**Your goal:**
Images excepted, the data below must be repeated exactly.

**Stored data entries:**
[Start of section]
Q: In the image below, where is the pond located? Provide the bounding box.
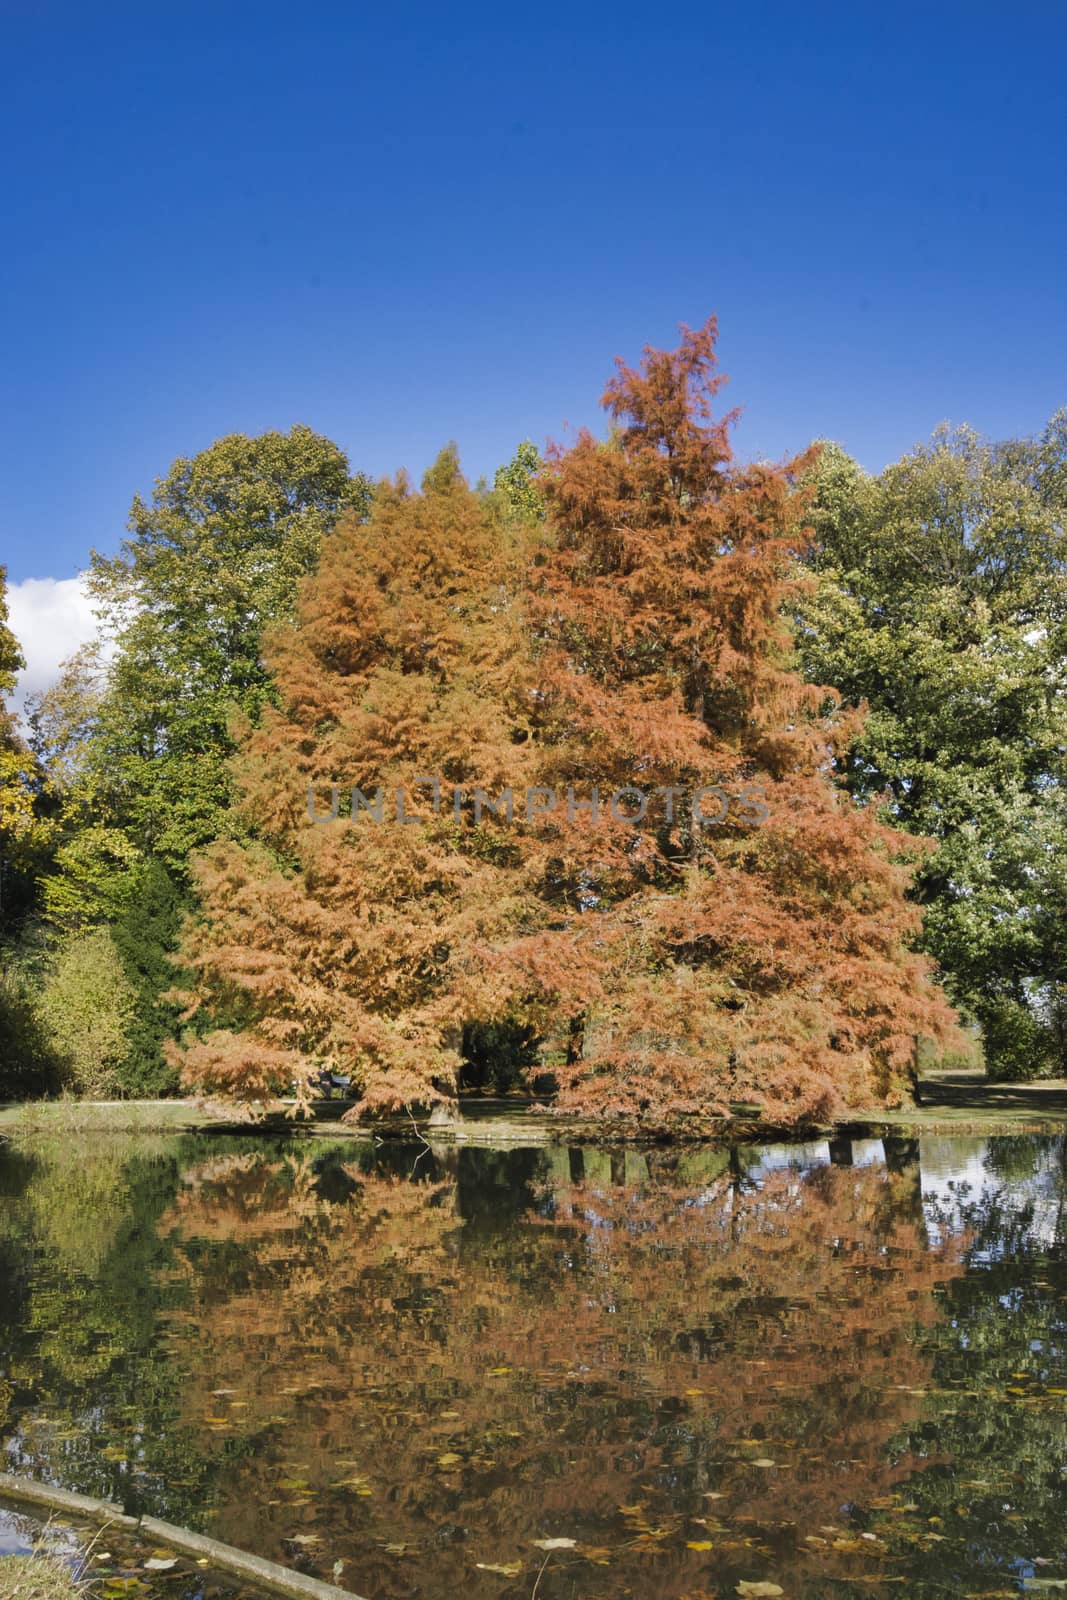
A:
[1,1130,1066,1599]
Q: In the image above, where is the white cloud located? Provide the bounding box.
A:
[6,574,105,717]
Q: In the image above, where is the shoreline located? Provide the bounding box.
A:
[3,1075,1067,1144]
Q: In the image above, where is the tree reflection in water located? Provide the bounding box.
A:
[3,1134,1067,1598]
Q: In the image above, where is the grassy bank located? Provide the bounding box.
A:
[3,1076,1067,1145]
[0,1099,227,1135]
[0,1553,86,1600]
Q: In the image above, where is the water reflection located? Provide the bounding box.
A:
[1,1131,1066,1597]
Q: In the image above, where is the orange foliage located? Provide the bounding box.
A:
[171,446,539,1113]
[508,318,958,1120]
[153,1145,965,1599]
[172,321,958,1122]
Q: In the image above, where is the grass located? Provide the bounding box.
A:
[0,1099,224,1135]
[0,1553,89,1600]
[865,1071,1067,1130]
[3,1074,1067,1146]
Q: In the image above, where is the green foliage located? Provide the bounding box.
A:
[109,859,188,1096]
[0,940,63,1099]
[0,566,39,917]
[41,826,143,929]
[797,421,1067,1078]
[979,994,1058,1080]
[493,439,546,520]
[0,1133,224,1518]
[36,928,138,1098]
[0,564,23,697]
[85,425,371,872]
[14,429,371,1100]
[460,1019,542,1093]
[26,642,105,801]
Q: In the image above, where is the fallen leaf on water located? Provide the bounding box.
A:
[End of section]
**Written response:**
Q: In the image below, where is the pond located? Provide the bounding box.
A:
[1,1130,1066,1599]
Q: In the image above, where is the white cloud located? Provide the bounding box.
A:
[6,574,105,717]
Q: In the image above, where is the shoreline located? Provide the bounding box.
A:
[3,1075,1067,1144]
Q: In the image above, where is the tree reflection in water located? Provide the bounding box.
A:
[3,1134,1067,1598]
Q: In the image above, where is the grassy bank located? Provide the bounding box.
A:
[3,1076,1067,1145]
[0,1099,227,1135]
[0,1553,86,1600]
Q: In the image above, where is the water reflection located? Provide the bounding box.
A:
[1,1131,1066,1597]
Q: In the image above, where is the orange foliage located? Provide the bounding box.
A:
[171,446,539,1113]
[508,318,958,1120]
[153,1145,965,1599]
[172,321,958,1122]
Q: In the image above, where is the grass located? Provide the bounding box.
A:
[0,1099,224,1135]
[0,1553,89,1600]
[865,1071,1067,1130]
[3,1074,1067,1146]
Q: In the image above, where is the green foliage located? Provide the bounding box.
A:
[109,859,188,1096]
[0,940,63,1099]
[0,566,39,917]
[41,826,143,929]
[797,421,1067,1078]
[979,994,1058,1080]
[493,439,546,520]
[0,1133,224,1518]
[36,928,138,1098]
[0,564,23,697]
[85,425,371,872]
[14,429,371,1100]
[460,1019,542,1093]
[26,642,105,801]
Q: In the image above, where is the fallen leaf on water located? Provide the bounding box.
A:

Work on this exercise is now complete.